- **What the task asks**
Every line of the material below that holds the string "white" should be copied.

- **Entries supplied**
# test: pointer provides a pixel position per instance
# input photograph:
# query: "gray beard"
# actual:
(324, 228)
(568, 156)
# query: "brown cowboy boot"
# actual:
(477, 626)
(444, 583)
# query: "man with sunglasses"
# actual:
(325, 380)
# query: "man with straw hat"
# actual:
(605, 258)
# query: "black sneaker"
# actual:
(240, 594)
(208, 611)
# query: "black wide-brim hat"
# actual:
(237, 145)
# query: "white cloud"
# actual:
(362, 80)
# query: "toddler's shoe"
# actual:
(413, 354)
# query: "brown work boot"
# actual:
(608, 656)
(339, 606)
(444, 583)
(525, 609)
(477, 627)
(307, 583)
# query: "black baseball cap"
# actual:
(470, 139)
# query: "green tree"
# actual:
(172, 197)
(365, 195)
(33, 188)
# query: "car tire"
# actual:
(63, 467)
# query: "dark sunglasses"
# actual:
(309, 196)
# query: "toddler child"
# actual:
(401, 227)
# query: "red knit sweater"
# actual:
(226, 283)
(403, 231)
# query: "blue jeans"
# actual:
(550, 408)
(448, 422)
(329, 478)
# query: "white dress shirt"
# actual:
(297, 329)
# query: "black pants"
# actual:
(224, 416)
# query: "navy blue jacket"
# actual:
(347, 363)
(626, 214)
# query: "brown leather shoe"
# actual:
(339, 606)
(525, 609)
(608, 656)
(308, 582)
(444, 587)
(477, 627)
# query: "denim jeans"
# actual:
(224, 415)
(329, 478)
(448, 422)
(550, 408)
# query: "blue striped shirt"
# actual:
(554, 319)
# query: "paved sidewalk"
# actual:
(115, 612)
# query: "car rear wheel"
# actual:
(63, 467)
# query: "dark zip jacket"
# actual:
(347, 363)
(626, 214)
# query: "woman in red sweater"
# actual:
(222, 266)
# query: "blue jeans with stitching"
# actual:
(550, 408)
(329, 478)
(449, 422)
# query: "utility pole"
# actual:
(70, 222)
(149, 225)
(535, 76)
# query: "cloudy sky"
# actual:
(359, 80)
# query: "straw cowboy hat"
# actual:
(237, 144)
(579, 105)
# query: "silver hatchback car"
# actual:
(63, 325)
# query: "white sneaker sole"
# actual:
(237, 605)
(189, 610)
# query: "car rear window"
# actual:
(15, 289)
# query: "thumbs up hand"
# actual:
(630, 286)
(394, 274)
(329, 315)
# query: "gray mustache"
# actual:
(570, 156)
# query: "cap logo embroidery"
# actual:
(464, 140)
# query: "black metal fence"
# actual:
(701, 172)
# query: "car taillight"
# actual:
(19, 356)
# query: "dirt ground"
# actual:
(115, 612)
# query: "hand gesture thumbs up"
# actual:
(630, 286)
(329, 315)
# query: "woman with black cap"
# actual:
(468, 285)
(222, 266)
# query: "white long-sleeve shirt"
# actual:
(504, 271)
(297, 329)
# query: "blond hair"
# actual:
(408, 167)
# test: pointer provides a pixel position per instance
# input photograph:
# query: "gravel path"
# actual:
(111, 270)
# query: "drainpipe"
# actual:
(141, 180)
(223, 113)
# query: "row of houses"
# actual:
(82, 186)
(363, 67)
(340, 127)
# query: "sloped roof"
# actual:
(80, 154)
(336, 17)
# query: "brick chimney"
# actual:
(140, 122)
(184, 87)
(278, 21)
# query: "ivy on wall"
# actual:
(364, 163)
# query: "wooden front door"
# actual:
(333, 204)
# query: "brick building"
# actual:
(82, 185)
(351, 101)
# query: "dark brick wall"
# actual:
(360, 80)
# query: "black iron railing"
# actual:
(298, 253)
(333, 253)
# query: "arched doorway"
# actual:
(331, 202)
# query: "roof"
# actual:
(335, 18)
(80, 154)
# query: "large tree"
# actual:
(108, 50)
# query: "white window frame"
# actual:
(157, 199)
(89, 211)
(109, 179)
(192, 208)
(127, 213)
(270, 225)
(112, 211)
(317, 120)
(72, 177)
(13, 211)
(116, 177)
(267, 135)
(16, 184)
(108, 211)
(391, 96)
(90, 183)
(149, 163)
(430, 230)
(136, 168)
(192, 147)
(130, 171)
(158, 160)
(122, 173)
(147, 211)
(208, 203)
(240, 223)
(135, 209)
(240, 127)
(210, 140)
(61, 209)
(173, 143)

- **Completed task**
# query: "white cloud"
# query: "white dress shirt"
# query: "white sneaker sole"
# query: "white long-sleeve shirt"
# query: "white window frame"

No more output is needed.